*** Document section ***

In my opinion, moisturizing ingredients should have these properties: emollient, slip, humectant, and softening to hair.
   Ingredients that provide slip is important because it helps you to detangle your hair. Slippery conditioners are usually moisturizing conditioners as well. In my opinion, to be a moisturizing conditioner, it must have emollients, be slippery, and hydrate your hair. According to Naturally Curly.com,   "Slip is the slipperiness of a product and of course the more slip the better as it will help remove tangles, knots and your hair from coiling around itself.  When discussing slip we are normally discussing conditioner and detangling products."   
Another thing to look for are ingredients that have mucilage, which is "a thick gluey substance formed by large polysaccharides (sugars)" and it "plays a role in the storage of water and food, seed germination, and thickening membranes" in plants. (http://mynaturalhairgrowth.net/detanglingherbs/)
"For hair, mucilage provides the much needed slip for manageable detangling. Water enables the transport of mucilage in between the hair fibers where the slimy consistency makes the strands slippery. By getting in between the strands, mucilage temporary weakens strand cohesion. Without strand cohesion the strands glide past each other easily; allowing for easier separation and removal of shed hair. Aside from mucilage, herbs also come with a plethora of water-soluble minerals and vitamins all of which nourish the hair and sooth the scalp while detangling."

*** End of Document section ***
*** Entries provided ***

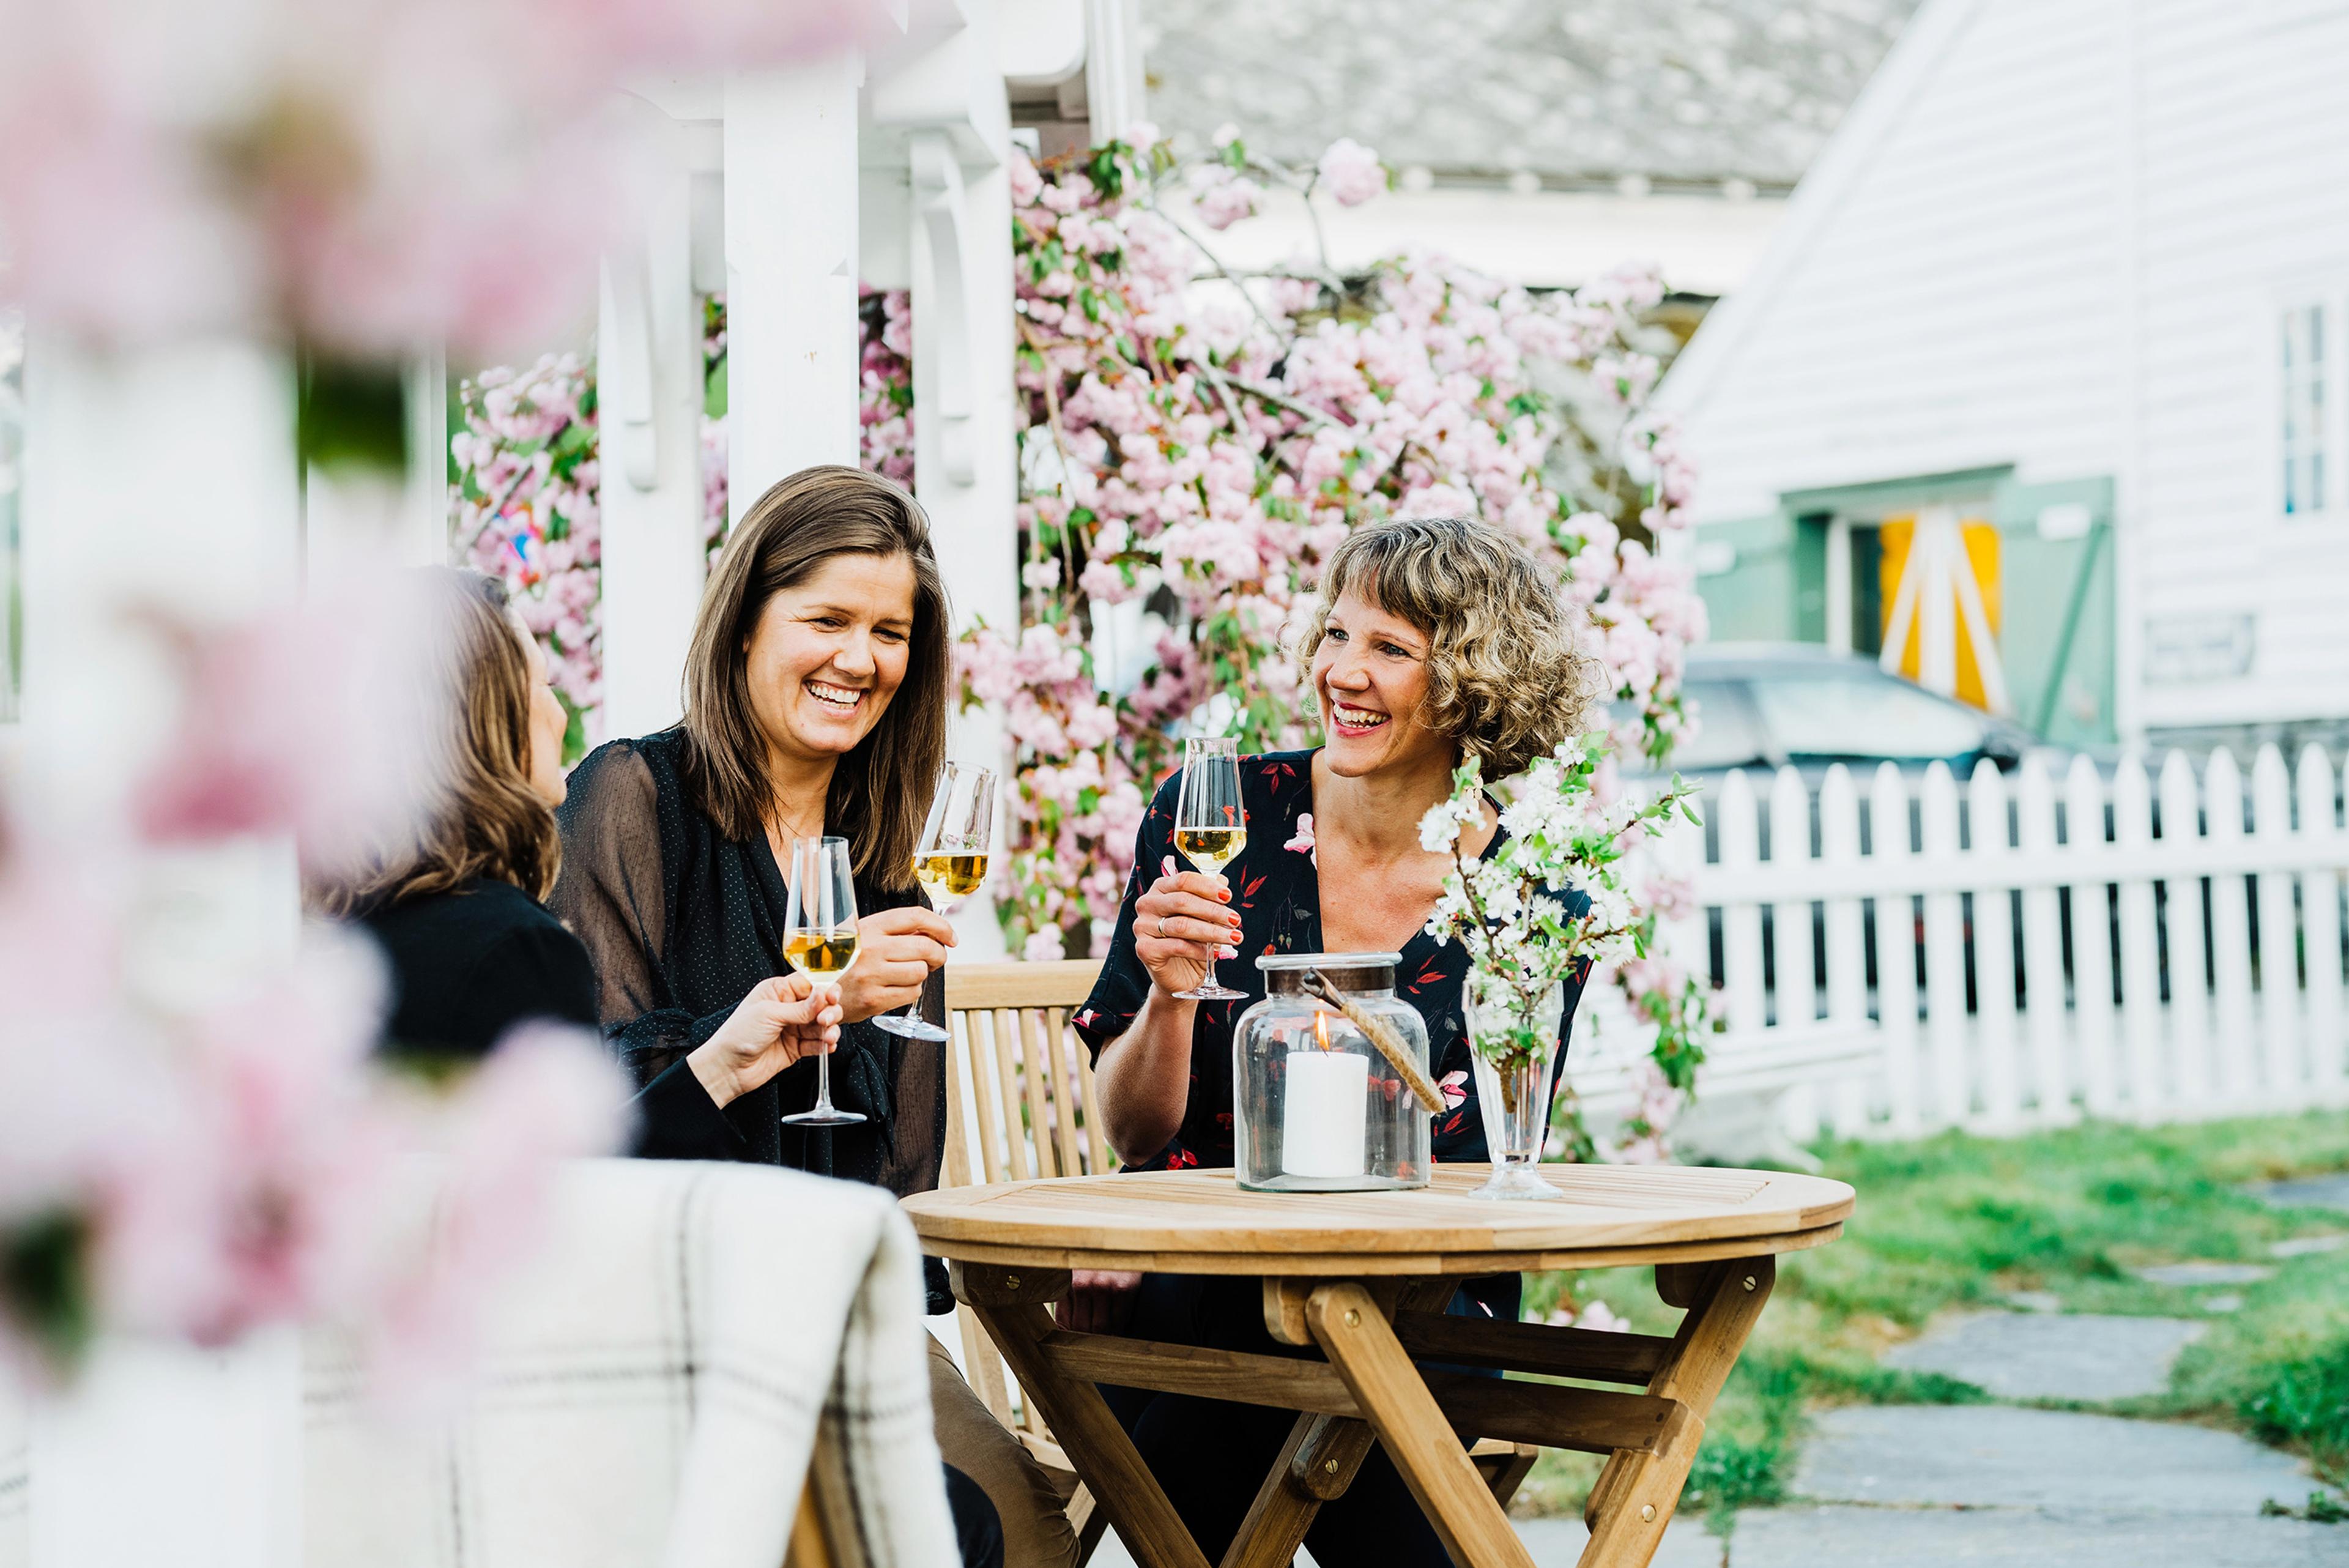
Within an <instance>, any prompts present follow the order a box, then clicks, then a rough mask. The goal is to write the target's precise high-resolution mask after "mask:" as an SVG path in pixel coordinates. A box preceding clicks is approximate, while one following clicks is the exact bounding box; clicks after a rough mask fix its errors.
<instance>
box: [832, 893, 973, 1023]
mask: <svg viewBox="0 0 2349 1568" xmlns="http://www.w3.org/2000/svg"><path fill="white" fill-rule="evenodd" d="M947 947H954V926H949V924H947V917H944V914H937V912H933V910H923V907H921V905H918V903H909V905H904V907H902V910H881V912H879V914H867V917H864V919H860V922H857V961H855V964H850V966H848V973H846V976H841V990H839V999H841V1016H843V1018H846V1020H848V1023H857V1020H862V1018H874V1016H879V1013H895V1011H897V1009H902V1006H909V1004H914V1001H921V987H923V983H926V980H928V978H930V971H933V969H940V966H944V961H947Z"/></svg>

*** End of Entries provided ***
*** Entries provided ***

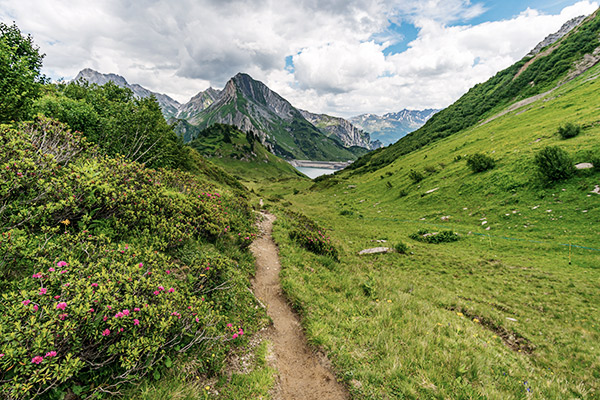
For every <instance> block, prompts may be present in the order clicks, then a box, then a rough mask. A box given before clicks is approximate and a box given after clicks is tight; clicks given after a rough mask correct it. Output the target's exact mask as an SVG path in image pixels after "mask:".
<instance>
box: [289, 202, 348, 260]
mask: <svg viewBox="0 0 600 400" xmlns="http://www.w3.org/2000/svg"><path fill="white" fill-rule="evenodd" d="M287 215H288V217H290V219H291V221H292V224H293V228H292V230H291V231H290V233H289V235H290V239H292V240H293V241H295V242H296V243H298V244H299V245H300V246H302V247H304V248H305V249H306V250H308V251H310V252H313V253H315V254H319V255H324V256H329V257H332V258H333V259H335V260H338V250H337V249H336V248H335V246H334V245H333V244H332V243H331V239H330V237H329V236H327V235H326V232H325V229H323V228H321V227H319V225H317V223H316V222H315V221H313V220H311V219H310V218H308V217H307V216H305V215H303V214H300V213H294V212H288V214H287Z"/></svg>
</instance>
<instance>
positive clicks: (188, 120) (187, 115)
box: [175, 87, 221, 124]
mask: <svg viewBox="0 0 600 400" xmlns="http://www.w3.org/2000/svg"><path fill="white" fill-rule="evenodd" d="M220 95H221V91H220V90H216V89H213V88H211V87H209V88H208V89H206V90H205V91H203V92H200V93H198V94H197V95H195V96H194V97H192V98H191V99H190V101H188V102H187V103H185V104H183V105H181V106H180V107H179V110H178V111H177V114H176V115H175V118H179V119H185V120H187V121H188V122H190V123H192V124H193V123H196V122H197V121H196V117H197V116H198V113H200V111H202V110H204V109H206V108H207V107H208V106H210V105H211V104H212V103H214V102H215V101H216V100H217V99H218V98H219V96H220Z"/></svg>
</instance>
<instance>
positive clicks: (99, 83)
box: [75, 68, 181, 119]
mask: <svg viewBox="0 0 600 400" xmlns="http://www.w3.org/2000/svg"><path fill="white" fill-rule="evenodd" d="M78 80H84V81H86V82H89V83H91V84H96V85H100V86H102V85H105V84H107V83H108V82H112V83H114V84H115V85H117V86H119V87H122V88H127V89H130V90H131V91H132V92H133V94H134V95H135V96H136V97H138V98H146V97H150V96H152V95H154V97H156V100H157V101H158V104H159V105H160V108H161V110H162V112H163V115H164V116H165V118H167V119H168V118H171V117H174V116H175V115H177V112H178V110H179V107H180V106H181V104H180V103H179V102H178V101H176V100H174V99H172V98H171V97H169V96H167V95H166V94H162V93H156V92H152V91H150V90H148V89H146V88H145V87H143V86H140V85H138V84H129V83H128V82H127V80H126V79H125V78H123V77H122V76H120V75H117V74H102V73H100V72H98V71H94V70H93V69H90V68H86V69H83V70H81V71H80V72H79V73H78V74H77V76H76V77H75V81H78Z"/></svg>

*** End of Entries provided ***

To do:
a) Name the properties that moisturizing ingredients should have according to the first sentence of the hair care text.
b) In the listing, format the stretch from the line containing "For every <instance>" through the line containing "box: [289, 202, 348, 260]" as a numbered list, leaving out any blank lines.

Answers for the tasks:
a)
- Emollient
- Slip
- Humectant
- Softening to hair

b)
1. For every <instance> block, prompts may be present in the order clicks, then a box, then a rough mask. A box given before clicks is approximate and a box given after clicks is tight; clicks given after a rough mask correct it. Output the target's exact mask as an SVG path in image pixels after "mask:".
2. <instance>
3. box: [289, 202, 348, 260]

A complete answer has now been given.